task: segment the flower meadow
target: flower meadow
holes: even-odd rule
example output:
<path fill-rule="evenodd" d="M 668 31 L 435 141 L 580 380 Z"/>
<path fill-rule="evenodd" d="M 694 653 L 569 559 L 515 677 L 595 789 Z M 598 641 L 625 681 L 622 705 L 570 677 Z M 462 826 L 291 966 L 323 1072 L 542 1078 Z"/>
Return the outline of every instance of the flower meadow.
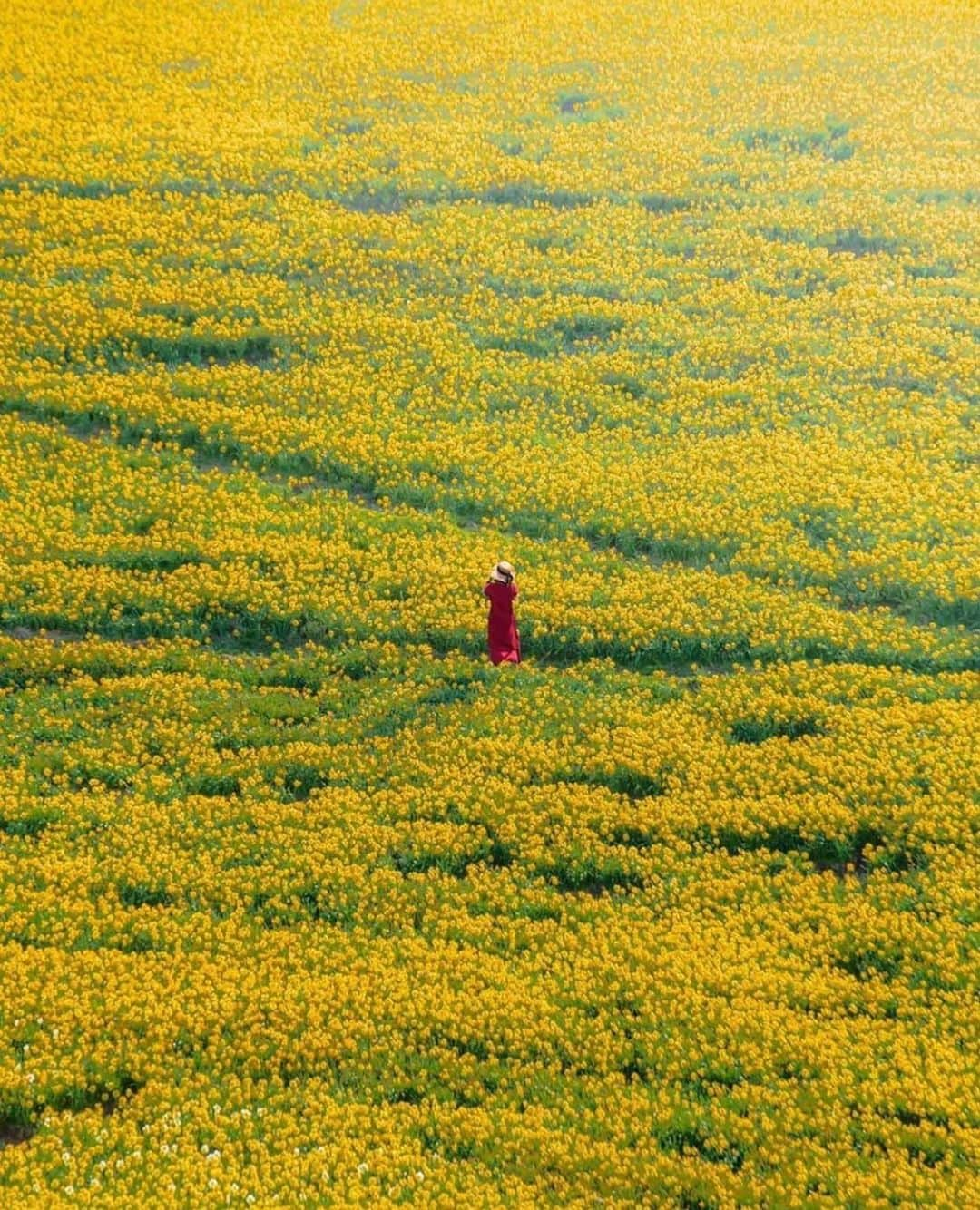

What the task requires: Could you copy out every line of the records above word for word, leaving out the pictures?

Written answer:
task: segment the flower meadow
target: flower meadow
holes: even-odd rule
example output:
<path fill-rule="evenodd" d="M 668 31 L 435 141 L 580 380 Z"/>
<path fill-rule="evenodd" d="M 694 653 L 569 559 L 515 677 L 595 789 Z M 598 641 L 625 681 L 622 705 L 570 677 Z M 462 826 L 291 966 L 323 1072 L 542 1078 Z"/>
Return the outline of every instance of the flower meadow.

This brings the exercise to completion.